Task objective =>
From the entries below, please gather each line containing the string "every".

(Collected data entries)
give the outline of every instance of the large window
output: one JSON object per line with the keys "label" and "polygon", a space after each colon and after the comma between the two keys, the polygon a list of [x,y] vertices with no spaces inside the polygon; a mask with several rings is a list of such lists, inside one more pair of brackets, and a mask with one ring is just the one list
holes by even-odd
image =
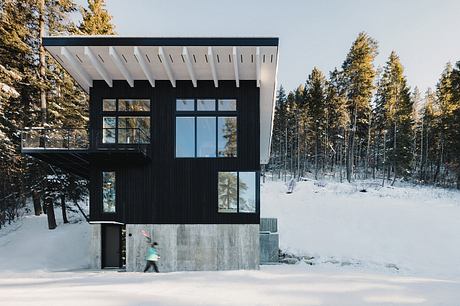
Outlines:
{"label": "large window", "polygon": [[102,143],[150,143],[150,100],[103,99]]}
{"label": "large window", "polygon": [[256,172],[219,172],[218,212],[256,212]]}
{"label": "large window", "polygon": [[102,172],[102,211],[115,212],[115,172]]}
{"label": "large window", "polygon": [[176,157],[236,157],[235,99],[177,99]]}

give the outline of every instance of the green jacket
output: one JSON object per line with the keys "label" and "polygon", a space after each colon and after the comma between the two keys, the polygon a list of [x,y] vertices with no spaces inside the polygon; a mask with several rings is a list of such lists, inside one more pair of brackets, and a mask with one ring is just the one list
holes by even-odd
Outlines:
{"label": "green jacket", "polygon": [[145,258],[146,260],[148,260],[148,261],[157,261],[159,258],[160,258],[160,256],[158,255],[157,249],[155,249],[154,247],[149,247],[147,249],[147,256]]}

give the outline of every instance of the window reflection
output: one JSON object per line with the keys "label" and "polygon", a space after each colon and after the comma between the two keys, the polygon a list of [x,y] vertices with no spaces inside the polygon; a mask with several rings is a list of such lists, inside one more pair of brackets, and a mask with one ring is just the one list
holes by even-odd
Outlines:
{"label": "window reflection", "polygon": [[176,100],[176,111],[194,111],[195,100],[194,99],[177,99]]}
{"label": "window reflection", "polygon": [[239,211],[256,212],[256,174],[255,172],[239,172]]}
{"label": "window reflection", "polygon": [[115,172],[102,172],[102,210],[115,212]]}
{"label": "window reflection", "polygon": [[219,172],[218,195],[219,212],[237,212],[238,177],[236,172]]}
{"label": "window reflection", "polygon": [[118,143],[149,143],[150,117],[118,117]]}
{"label": "window reflection", "polygon": [[216,118],[196,118],[197,157],[216,157]]}
{"label": "window reflection", "polygon": [[115,117],[104,117],[102,118],[102,142],[103,143],[115,143],[115,129],[116,119]]}
{"label": "window reflection", "polygon": [[198,99],[196,101],[198,111],[214,111],[216,110],[216,100],[214,99]]}
{"label": "window reflection", "polygon": [[176,157],[195,157],[195,118],[176,118]]}
{"label": "window reflection", "polygon": [[218,107],[219,107],[219,111],[236,111],[236,100],[235,99],[219,99]]}
{"label": "window reflection", "polygon": [[217,124],[219,157],[236,157],[236,117],[218,117]]}
{"label": "window reflection", "polygon": [[118,99],[118,110],[122,112],[148,112],[150,111],[150,100]]}

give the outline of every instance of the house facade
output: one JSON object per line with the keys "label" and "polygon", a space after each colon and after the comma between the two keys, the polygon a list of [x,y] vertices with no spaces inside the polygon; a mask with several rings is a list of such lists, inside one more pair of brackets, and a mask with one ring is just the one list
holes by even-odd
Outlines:
{"label": "house facade", "polygon": [[49,37],[89,93],[87,128],[24,131],[23,153],[89,179],[92,268],[257,269],[277,38]]}

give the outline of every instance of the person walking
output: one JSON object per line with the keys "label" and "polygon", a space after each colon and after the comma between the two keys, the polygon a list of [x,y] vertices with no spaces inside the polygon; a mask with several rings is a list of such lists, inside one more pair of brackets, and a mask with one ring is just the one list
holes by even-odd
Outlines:
{"label": "person walking", "polygon": [[156,273],[159,272],[157,267],[157,261],[158,259],[160,259],[160,255],[158,254],[158,250],[156,248],[157,245],[158,243],[154,242],[147,249],[147,256],[145,258],[147,260],[147,263],[145,265],[144,273],[147,272],[150,269],[150,267],[153,267]]}

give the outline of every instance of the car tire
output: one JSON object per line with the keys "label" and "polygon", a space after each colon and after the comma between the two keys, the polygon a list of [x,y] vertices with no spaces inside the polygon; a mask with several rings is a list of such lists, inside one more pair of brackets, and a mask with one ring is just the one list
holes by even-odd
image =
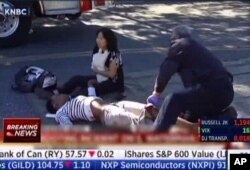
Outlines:
{"label": "car tire", "polygon": [[80,18],[80,16],[82,15],[81,12],[79,13],[76,13],[76,14],[67,14],[66,17],[69,19],[69,20],[77,20]]}
{"label": "car tire", "polygon": [[[28,16],[7,16],[3,8],[27,8]],[[32,23],[31,1],[8,0],[0,2],[0,13],[2,10],[2,20],[0,19],[0,47],[13,47],[27,42],[29,30]],[[0,14],[1,15],[1,14]],[[2,23],[1,23],[2,22]],[[2,24],[2,25],[1,25]],[[1,28],[2,26],[2,28]]]}

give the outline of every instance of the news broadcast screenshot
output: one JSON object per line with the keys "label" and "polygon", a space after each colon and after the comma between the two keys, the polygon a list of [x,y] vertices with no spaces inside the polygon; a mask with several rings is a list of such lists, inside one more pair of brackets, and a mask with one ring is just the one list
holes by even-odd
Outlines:
{"label": "news broadcast screenshot", "polygon": [[249,170],[250,1],[0,0],[0,169]]}

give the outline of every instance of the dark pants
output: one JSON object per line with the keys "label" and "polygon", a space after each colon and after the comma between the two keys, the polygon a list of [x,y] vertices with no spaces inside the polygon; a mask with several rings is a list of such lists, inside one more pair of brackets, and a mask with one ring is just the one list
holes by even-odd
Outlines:
{"label": "dark pants", "polygon": [[176,123],[180,113],[187,110],[199,118],[214,117],[231,104],[233,97],[233,85],[227,77],[167,96],[154,122],[155,131],[168,130]]}
{"label": "dark pants", "polygon": [[[66,82],[59,91],[60,93],[70,94],[72,96],[88,96],[88,81],[92,79],[96,79],[96,76],[74,76]],[[93,86],[98,96],[120,91],[120,86],[112,80],[96,83],[93,84]]]}

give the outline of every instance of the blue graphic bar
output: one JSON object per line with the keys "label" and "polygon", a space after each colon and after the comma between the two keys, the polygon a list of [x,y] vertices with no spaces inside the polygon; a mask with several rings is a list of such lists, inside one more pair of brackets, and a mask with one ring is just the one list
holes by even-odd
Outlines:
{"label": "blue graphic bar", "polygon": [[226,170],[226,160],[0,160],[0,169],[12,170]]}

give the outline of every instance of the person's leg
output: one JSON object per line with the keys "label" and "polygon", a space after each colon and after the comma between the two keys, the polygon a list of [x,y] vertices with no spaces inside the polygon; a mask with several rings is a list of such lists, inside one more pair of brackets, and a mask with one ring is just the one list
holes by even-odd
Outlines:
{"label": "person's leg", "polygon": [[[211,112],[204,115],[208,119],[220,118],[224,116],[230,117],[230,112],[224,112],[232,103],[234,98],[233,84],[227,77],[219,78],[208,84],[213,95],[213,105],[218,108],[218,112]],[[223,116],[222,116],[223,117]]]}
{"label": "person's leg", "polygon": [[190,110],[196,114],[214,112],[212,97],[208,90],[201,86],[167,96],[154,122],[155,131],[166,131],[174,125],[181,112]]}
{"label": "person's leg", "polygon": [[124,100],[127,97],[126,93],[125,93],[125,85],[124,85],[123,78],[122,78],[121,81],[117,82],[117,84],[118,84],[118,94],[116,96],[116,100],[121,101],[121,100]]}
{"label": "person's leg", "polygon": [[111,80],[107,80],[101,83],[97,83],[93,85],[96,90],[96,95],[104,95],[108,93],[113,93],[118,91],[117,84],[113,83]]}
{"label": "person's leg", "polygon": [[[208,104],[212,103],[210,112],[201,111],[199,114],[192,110],[185,110],[183,112],[184,119],[190,122],[198,122],[198,119],[217,119],[217,118],[234,118],[237,112],[233,107],[229,107],[234,98],[233,85],[227,77],[215,79],[203,85],[203,89],[209,93],[211,98]],[[195,106],[195,105],[194,105]]]}
{"label": "person's leg", "polygon": [[183,109],[174,95],[167,96],[153,124],[155,131],[165,131],[173,125]]}
{"label": "person's leg", "polygon": [[114,105],[116,105],[120,108],[123,108],[128,112],[132,112],[136,115],[139,115],[139,116],[144,114],[145,106],[146,106],[143,103],[134,102],[134,101],[126,101],[126,100],[116,102],[116,103],[114,103]]}
{"label": "person's leg", "polygon": [[125,109],[128,112],[131,112],[140,117],[141,124],[153,124],[155,119],[155,114],[158,114],[158,110],[153,108],[153,106],[146,105],[144,103],[139,103],[135,101],[119,101],[114,103],[116,106]]}
{"label": "person's leg", "polygon": [[90,79],[95,79],[95,76],[74,76],[69,81],[67,81],[61,88],[59,88],[59,92],[70,94],[77,87],[85,88],[88,86],[88,81]]}
{"label": "person's leg", "polygon": [[123,129],[134,129],[143,119],[141,115],[126,111],[112,104],[103,106],[101,122],[106,126],[119,127]]}
{"label": "person's leg", "polygon": [[198,133],[198,123],[192,123],[180,117],[178,117],[176,121],[176,126],[190,132]]}

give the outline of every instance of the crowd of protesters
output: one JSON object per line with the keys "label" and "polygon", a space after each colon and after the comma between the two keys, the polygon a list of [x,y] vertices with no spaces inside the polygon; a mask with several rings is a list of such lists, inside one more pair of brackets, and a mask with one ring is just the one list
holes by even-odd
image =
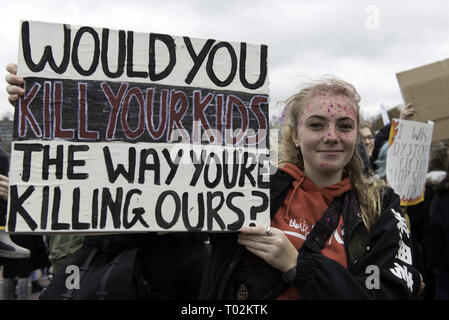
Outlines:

Solution to this task =>
give the outline of every instance of the large window
give the outline of every instance of the green jacket
give the outline of every instance of the window reflection
give the outline of every instance of the house facade
give the outline of every instance of the person walking
give the outline of every instance of the car tire
give the outline of every instance of the news broadcast screenshot
give the outline of every instance of the dark pants
give the outline of every instance of the blue graphic bar
give the outline of every instance of the person's leg
give the outline of every instance of the crowd of protesters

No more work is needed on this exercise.